## WORK REQUIRED
Return the records in full, with every character preserved.

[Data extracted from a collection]
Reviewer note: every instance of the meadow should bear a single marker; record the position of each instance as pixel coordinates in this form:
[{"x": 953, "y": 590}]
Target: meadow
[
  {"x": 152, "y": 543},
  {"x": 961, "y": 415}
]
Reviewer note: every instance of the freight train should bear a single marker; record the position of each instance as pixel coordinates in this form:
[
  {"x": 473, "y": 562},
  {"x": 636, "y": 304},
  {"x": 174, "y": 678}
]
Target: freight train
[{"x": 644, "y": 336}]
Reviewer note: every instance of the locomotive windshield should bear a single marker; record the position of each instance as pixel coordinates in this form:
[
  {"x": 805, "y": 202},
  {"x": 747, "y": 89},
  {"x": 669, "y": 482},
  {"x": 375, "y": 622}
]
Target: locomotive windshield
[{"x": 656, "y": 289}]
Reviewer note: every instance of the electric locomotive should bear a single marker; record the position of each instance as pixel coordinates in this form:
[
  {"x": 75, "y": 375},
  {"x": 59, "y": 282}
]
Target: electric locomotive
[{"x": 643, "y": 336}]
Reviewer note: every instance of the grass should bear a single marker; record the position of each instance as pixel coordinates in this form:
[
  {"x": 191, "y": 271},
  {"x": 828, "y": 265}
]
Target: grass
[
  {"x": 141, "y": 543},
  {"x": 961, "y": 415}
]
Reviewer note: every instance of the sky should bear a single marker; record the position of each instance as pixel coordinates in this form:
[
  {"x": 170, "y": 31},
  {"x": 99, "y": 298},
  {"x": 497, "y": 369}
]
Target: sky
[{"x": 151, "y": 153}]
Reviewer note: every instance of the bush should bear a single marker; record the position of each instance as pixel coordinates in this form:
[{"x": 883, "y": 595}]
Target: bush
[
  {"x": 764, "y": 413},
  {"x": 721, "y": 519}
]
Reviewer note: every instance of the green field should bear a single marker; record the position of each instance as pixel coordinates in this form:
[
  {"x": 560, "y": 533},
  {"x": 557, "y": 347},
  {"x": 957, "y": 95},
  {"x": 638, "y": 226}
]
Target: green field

## RESULT OF THE EXERCISE
Reviewer note: every instance of the meadow should bear a single marker; record the position of each instance as pixel coordinates in this form:
[{"x": 953, "y": 590}]
Target: meadow
[
  {"x": 152, "y": 543},
  {"x": 961, "y": 415}
]
Reviewer note: every instance of the freight train should bear a single marker; record the position of each instance as pixel coordinates in this form:
[
  {"x": 473, "y": 562},
  {"x": 636, "y": 304},
  {"x": 174, "y": 678}
]
Target: freight train
[{"x": 644, "y": 336}]
Reviewer note: every instance of the locomotive windshield should bear a single marker; record the position of each instance as pixel coordinates in this form:
[
  {"x": 805, "y": 202},
  {"x": 747, "y": 89},
  {"x": 669, "y": 482},
  {"x": 375, "y": 622}
]
Target: locomotive windshield
[{"x": 656, "y": 289}]
Reviewer note: every instance of the electric locomotive should bear a single marker; record the position of each instance as pixel coordinates in this form:
[
  {"x": 75, "y": 375},
  {"x": 59, "y": 282}
]
Target: electric locomotive
[{"x": 643, "y": 336}]
Reviewer note: every instance of the grass should bear a single marker; record the position of each instance as pixel coordinates in this form:
[
  {"x": 191, "y": 271},
  {"x": 828, "y": 265}
]
Target: grass
[
  {"x": 141, "y": 543},
  {"x": 961, "y": 415}
]
Reviewer note: every instance of the sky should bear a single marker; record the position of each instance as pixel coordinates in this form:
[
  {"x": 170, "y": 31},
  {"x": 99, "y": 298},
  {"x": 497, "y": 369}
]
Target: sky
[{"x": 151, "y": 153}]
Reviewer note: every instance of the bush should bear a single marker; record the position of each instance as pixel coordinates in this form:
[{"x": 883, "y": 595}]
Target: bush
[
  {"x": 764, "y": 413},
  {"x": 721, "y": 519}
]
Reviewer note: every instance of the green field should bear a single marker; record the position of each instance as pixel coordinates in this form:
[
  {"x": 560, "y": 533},
  {"x": 557, "y": 347},
  {"x": 957, "y": 95},
  {"x": 638, "y": 226}
]
Target: green field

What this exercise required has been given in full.